* **Required action A**:
Answer from the Port of Helsinki passage:
(i) How many passengers did the port serve in total in 2025?
(ii) How many tonnes of goods were transported in 2025?
(iii) Who owns the port?
* **Required action B**: According to the Port of Helsinki passage, why is Helsinki categorized as a Large-Port City? Answer in one or two sentences.
* **Required action C**: List every destination of the port's regular liner connections that the Port of Helsinki passage names.

* **Given passage**:
The Port of Helsinki (Helsingin Satama, Helsingfors Hamn) is one of the busiest passenger ports in Europe and the main port for foreign trade and passenger traffic in Finland.

For passenger traffic, the port operates regular liner connections to destinations such as Tallinn, Stockholm, and Travemünde, serving a total volume of 9.5 million passengers in 2025. The port's busiest route is between Helsinki and Tallinn, with 7.5 million passengers travelling between the two cities in 2025. Additionally, it is a popular destination for international cruise ships with 520,000 passenger arrivals in 2018.

As Finland's leading cargo port, a total of 13.4 million tonnes of goods were transported in 2025. The main export commodities are products for the forest industry, machinery and equipment, whereas in imports the most prominent product group are daily consumer goods.

In 2017, the Port of Helsinki acquired a majority stake in the Port of Loviisa, situated some 70 km east of Helsinki.

The port is owned by the city of Helsinki and operated by Port of Helsinki Ltd.

The current port traffic volumes and urban population categorize Helsinki as a Large-Port City

==Harbours==

The Port of Helsinki consists of three active harbours.

* **Data shown**:
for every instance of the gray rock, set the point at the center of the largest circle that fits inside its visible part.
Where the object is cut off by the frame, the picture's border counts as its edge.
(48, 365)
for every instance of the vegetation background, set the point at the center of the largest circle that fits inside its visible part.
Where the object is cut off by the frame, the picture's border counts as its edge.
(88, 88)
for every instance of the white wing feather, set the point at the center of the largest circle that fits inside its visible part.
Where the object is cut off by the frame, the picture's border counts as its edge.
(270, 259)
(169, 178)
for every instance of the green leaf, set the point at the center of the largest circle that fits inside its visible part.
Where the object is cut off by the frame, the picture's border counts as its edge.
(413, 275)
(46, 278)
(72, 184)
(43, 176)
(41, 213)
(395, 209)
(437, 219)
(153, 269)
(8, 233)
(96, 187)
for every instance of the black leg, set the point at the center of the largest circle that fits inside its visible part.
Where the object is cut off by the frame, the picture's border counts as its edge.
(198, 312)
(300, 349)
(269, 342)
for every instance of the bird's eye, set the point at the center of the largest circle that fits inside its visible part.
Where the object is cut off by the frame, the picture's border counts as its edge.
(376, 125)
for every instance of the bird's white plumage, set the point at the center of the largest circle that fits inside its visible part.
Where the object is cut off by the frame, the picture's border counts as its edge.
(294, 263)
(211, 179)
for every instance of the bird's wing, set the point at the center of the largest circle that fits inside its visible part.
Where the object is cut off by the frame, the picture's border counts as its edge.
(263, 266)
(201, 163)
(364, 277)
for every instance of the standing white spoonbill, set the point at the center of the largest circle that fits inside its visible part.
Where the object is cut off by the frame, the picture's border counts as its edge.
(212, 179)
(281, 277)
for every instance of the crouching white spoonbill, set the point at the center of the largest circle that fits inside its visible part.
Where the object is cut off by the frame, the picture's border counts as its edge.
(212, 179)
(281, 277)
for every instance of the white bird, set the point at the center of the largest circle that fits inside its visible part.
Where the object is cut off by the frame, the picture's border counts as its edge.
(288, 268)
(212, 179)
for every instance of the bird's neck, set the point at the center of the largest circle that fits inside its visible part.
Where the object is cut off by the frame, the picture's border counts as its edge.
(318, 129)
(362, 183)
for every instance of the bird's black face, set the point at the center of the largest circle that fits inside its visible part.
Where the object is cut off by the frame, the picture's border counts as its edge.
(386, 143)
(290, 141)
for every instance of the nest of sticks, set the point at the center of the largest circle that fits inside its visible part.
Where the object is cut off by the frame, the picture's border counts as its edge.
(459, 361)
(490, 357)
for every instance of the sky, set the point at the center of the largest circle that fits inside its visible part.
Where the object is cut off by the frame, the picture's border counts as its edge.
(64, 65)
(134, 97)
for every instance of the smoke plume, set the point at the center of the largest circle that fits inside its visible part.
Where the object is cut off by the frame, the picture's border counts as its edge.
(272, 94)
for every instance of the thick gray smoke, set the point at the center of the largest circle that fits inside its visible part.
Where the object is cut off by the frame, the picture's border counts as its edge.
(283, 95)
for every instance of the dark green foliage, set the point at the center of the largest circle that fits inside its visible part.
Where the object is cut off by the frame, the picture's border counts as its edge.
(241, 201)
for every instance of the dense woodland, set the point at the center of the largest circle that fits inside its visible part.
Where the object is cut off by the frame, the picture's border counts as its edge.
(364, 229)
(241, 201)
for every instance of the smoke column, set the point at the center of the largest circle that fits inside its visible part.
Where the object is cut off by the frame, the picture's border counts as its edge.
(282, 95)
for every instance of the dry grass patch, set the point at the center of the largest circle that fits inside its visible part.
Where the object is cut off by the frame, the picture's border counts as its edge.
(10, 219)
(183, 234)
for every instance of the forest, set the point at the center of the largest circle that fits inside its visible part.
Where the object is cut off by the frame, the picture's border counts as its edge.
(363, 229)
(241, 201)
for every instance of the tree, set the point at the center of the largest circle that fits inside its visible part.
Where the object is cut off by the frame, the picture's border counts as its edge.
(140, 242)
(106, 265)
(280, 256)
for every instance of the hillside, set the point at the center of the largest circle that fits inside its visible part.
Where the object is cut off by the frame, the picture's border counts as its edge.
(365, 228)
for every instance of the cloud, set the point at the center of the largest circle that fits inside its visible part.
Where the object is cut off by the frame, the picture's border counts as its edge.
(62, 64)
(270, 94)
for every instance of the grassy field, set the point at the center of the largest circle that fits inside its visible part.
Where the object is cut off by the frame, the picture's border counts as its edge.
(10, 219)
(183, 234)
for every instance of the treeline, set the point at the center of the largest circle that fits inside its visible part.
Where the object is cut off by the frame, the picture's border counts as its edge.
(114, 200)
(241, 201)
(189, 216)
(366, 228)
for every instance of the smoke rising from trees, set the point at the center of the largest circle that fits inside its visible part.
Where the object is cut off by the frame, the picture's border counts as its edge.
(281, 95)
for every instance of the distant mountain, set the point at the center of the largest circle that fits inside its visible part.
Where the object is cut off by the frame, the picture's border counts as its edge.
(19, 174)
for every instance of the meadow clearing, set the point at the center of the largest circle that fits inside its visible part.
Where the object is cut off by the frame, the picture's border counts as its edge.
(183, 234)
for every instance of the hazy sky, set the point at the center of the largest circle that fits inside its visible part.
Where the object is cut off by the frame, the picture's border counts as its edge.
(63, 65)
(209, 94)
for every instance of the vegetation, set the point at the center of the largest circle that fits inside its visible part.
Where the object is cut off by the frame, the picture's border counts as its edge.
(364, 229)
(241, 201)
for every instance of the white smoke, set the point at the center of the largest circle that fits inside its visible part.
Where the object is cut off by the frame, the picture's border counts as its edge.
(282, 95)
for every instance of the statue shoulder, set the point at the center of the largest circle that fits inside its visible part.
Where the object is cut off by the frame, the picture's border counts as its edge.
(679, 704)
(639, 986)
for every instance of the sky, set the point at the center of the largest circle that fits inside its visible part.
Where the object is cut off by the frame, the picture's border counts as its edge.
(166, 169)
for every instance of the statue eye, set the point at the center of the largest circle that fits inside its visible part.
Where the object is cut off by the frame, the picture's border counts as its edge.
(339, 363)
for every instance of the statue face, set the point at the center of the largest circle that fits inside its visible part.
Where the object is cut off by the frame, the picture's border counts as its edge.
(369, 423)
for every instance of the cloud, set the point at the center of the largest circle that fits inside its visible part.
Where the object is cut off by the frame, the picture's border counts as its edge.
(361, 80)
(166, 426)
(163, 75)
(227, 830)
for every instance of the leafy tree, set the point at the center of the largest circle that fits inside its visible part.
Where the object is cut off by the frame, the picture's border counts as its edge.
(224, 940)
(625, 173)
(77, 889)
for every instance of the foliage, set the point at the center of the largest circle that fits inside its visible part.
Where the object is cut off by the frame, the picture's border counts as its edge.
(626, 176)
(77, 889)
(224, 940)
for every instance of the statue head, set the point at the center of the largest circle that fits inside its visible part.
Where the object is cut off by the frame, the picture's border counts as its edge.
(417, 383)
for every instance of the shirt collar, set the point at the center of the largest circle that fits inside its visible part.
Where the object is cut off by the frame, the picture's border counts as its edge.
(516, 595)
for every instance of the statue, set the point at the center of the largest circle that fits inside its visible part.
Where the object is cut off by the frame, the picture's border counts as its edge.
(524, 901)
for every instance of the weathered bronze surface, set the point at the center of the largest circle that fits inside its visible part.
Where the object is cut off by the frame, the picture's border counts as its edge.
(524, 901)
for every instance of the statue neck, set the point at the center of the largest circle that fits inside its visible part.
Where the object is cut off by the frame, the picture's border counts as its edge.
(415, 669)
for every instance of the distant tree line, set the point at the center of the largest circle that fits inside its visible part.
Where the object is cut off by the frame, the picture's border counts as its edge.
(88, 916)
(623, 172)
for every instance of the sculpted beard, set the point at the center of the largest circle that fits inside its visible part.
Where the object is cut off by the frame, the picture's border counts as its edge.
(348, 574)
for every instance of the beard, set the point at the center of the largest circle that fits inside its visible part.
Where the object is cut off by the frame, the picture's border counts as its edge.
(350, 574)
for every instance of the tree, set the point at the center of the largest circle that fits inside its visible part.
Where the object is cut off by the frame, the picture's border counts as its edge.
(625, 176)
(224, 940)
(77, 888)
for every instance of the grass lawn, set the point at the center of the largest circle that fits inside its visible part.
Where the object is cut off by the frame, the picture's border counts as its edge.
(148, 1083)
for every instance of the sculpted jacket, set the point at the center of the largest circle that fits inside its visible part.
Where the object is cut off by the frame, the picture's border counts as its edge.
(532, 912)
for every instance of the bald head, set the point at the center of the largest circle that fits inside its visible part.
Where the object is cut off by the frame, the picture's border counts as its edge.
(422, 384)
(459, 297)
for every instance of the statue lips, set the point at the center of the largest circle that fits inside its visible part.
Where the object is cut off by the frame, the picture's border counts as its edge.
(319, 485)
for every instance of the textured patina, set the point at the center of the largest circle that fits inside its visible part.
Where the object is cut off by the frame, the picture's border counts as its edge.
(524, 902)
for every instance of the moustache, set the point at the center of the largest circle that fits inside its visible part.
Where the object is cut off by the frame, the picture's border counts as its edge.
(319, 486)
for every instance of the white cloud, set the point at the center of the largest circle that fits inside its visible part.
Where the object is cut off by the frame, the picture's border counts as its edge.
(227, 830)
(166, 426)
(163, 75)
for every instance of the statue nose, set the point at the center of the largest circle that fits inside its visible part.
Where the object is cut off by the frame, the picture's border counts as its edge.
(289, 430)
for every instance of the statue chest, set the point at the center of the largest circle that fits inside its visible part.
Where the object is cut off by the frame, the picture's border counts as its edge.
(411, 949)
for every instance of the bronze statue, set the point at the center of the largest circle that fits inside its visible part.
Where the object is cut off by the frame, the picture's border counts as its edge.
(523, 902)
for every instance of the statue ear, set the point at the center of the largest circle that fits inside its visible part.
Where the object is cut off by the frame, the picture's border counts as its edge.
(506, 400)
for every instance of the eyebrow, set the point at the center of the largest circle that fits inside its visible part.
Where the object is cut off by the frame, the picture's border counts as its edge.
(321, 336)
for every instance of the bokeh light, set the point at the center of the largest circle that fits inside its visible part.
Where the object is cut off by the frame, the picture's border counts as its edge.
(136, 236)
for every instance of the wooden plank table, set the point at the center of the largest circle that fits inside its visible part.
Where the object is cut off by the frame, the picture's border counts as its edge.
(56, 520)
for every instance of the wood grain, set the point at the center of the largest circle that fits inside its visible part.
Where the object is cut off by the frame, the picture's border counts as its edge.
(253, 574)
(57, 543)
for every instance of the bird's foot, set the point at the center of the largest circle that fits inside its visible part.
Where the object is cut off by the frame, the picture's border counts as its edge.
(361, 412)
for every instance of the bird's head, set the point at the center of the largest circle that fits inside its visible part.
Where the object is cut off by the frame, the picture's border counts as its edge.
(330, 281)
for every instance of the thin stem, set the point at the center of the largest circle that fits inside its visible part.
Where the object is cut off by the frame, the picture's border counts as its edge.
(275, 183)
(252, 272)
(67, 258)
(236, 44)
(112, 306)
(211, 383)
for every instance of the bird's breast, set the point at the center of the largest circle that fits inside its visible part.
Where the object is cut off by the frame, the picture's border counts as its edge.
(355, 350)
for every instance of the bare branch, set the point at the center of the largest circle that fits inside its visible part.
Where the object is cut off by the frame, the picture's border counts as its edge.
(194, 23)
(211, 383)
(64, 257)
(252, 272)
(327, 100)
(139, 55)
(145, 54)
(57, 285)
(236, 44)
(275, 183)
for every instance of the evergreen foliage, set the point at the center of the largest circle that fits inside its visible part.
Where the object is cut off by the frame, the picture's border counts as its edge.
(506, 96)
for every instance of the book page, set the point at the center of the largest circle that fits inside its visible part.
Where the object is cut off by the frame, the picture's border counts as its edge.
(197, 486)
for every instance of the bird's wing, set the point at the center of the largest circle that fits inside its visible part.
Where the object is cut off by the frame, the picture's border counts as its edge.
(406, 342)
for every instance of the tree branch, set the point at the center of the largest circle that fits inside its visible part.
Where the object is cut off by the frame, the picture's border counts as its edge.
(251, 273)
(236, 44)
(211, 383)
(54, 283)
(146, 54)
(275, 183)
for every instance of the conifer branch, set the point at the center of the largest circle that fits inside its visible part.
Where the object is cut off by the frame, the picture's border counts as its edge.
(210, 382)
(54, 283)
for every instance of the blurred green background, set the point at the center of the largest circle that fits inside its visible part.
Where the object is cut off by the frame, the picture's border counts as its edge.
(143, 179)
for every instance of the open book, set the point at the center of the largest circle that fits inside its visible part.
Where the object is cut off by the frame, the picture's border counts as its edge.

* **Your solution A**:
(i) 9.5 million passengers
(ii) 13.4 million tonnes
(iii) The city of Helsinki

* **Your solution B**: Helsinki is categorized as a Large-Port City because of its current port traffic volumes and its urban population.

* **Your solution C**: Tallinn, Stockholm, Travemünde